Exercise inputs:
——————————
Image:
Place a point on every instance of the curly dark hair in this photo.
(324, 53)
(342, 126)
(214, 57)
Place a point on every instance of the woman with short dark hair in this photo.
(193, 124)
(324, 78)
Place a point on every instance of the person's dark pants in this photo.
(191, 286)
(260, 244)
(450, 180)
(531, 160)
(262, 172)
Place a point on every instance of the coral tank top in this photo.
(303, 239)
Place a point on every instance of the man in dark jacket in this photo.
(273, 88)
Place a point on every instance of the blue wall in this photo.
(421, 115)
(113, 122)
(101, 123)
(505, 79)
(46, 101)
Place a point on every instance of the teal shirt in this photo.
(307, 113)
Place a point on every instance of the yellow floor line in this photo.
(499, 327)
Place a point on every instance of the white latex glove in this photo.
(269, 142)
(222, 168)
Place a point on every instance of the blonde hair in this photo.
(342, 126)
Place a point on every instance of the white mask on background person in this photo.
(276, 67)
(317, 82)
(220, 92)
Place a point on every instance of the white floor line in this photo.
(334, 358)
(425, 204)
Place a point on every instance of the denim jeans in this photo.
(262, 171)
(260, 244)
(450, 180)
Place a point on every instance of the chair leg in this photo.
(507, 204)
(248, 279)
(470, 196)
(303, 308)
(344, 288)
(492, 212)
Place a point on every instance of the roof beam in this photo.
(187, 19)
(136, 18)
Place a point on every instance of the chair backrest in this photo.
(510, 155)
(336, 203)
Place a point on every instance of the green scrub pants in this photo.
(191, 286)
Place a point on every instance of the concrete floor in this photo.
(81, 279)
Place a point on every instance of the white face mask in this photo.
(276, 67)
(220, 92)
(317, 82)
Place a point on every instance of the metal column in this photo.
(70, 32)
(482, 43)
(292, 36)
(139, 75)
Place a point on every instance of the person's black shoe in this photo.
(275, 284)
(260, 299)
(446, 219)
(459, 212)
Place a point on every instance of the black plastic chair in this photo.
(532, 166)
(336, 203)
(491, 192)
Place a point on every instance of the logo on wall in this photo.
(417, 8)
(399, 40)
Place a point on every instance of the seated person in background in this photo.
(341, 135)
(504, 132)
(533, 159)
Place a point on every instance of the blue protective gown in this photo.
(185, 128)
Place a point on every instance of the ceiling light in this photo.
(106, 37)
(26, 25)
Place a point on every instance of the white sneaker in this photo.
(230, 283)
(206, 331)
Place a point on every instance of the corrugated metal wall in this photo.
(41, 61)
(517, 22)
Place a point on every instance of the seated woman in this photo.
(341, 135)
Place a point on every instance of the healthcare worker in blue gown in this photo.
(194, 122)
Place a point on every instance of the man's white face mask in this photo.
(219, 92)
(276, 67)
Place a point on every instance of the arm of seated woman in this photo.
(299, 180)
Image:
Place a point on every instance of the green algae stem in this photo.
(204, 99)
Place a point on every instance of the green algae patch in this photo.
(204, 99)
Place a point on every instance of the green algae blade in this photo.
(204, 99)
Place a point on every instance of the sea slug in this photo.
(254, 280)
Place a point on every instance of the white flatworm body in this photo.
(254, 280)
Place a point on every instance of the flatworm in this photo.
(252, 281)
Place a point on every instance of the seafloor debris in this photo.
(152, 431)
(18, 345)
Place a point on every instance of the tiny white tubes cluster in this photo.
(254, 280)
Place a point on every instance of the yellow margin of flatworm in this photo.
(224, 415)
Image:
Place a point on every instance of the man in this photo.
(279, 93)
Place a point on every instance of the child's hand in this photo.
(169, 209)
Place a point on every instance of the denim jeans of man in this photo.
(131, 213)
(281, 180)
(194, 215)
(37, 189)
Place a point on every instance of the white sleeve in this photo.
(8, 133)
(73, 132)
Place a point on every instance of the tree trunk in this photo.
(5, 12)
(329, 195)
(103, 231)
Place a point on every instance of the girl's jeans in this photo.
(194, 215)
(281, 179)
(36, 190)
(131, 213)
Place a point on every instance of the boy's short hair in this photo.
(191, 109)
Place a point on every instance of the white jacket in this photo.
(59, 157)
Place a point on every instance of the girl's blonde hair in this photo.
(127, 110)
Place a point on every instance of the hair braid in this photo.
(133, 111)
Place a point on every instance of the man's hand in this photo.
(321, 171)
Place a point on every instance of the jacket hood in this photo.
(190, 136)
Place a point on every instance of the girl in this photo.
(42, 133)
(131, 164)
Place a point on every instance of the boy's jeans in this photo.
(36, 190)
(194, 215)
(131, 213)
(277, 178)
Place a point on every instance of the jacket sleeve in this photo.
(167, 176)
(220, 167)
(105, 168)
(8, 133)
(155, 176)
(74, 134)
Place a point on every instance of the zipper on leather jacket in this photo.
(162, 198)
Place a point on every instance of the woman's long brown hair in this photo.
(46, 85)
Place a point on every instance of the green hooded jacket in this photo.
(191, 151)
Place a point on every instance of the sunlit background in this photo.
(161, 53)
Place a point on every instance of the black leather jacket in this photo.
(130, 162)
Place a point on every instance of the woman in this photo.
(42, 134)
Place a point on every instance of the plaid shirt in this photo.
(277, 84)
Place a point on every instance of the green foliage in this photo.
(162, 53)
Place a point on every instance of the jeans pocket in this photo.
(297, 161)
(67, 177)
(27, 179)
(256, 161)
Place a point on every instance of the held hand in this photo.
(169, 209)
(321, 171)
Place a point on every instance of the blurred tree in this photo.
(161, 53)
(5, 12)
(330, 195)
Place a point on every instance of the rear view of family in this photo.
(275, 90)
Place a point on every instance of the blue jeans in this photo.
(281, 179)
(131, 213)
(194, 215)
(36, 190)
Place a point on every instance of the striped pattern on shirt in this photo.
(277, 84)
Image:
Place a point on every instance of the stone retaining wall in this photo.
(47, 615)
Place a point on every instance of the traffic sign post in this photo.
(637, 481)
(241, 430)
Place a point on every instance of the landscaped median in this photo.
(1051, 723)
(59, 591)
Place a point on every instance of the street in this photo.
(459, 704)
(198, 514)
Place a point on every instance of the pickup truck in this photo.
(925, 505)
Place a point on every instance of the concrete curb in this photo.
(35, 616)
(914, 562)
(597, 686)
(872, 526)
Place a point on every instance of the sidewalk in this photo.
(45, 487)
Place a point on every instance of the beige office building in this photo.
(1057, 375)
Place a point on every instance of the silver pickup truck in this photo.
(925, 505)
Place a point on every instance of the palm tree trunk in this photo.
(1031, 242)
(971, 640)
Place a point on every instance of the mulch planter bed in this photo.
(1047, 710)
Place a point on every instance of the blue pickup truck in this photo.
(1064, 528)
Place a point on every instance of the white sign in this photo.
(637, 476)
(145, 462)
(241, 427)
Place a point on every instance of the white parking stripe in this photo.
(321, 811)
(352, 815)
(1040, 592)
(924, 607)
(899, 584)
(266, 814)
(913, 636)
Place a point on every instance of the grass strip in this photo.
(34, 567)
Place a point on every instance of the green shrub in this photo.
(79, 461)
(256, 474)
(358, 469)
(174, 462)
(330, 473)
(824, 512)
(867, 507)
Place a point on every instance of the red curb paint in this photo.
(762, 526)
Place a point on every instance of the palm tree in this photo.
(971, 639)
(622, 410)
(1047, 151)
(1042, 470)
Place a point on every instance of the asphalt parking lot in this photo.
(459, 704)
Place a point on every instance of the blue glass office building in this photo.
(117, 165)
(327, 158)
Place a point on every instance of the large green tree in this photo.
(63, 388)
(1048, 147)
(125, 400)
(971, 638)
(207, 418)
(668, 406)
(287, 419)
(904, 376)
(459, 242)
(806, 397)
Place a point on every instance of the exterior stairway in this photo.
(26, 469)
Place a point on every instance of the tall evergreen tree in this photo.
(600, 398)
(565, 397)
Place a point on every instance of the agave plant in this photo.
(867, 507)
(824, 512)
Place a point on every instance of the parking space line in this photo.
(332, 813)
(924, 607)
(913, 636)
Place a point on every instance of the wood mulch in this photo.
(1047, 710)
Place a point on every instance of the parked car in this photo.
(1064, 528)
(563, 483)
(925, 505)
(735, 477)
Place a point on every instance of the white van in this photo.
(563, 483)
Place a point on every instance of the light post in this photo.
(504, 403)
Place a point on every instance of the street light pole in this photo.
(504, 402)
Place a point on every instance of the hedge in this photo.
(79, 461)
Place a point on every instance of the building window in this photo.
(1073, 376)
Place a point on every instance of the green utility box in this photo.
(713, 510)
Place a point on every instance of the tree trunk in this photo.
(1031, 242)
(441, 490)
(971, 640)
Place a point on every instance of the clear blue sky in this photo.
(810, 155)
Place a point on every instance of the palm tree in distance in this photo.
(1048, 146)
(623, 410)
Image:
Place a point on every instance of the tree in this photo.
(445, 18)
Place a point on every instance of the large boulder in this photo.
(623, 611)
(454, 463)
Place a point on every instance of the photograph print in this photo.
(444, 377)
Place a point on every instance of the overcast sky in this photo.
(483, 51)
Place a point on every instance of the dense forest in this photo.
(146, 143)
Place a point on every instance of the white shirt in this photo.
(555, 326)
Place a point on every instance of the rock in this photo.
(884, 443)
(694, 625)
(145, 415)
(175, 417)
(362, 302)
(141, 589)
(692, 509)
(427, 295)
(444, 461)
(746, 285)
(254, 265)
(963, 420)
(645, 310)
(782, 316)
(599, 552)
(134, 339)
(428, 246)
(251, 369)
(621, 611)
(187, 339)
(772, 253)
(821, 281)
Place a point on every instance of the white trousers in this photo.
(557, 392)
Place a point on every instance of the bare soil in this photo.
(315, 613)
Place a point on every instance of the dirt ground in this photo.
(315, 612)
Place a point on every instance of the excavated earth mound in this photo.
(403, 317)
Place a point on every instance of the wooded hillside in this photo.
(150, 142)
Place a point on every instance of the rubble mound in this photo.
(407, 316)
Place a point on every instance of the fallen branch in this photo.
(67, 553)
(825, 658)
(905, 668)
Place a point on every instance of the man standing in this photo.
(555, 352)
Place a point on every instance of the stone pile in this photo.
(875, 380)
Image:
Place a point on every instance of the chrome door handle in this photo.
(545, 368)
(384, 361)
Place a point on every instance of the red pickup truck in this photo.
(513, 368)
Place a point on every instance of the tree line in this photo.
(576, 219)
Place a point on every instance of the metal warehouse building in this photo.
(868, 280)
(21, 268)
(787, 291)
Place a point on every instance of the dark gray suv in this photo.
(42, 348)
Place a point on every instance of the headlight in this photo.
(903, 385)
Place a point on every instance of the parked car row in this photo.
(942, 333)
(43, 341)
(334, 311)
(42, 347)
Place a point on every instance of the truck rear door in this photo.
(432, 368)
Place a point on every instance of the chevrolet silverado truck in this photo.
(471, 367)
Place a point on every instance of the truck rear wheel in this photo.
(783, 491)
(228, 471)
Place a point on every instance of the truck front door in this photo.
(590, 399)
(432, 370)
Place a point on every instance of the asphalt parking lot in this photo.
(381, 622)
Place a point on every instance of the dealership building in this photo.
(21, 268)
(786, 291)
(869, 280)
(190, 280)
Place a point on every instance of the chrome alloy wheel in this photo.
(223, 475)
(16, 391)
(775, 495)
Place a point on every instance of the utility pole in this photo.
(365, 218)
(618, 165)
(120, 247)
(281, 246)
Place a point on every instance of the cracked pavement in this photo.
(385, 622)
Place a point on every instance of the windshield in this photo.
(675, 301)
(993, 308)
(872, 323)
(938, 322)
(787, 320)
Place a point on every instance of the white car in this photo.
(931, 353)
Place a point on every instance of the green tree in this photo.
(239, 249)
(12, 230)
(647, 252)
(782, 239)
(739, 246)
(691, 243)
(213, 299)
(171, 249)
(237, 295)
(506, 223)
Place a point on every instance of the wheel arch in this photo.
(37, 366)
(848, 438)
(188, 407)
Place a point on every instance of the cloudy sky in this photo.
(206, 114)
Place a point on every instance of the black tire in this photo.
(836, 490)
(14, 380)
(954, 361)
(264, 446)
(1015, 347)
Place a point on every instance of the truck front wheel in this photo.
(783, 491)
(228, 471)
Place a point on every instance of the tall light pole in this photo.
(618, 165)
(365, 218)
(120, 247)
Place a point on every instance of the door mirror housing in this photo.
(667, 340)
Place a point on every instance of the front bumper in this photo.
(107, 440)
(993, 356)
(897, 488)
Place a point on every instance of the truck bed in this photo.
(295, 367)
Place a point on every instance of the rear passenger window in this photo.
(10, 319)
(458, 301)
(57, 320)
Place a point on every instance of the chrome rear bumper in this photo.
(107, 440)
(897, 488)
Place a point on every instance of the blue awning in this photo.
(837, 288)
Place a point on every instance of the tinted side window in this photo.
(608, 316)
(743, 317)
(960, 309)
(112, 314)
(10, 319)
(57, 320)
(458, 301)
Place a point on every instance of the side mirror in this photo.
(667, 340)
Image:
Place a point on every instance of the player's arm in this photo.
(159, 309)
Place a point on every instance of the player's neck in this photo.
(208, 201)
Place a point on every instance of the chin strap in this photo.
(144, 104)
——————————
Set task:
Copy the material from the line containing "Place a point on every instance of the chin" through the final line, including both, and add 141 to every coordinate in the answer points.

Solution:
Place a point on every instance of the chin strap in this photo.
(285, 245)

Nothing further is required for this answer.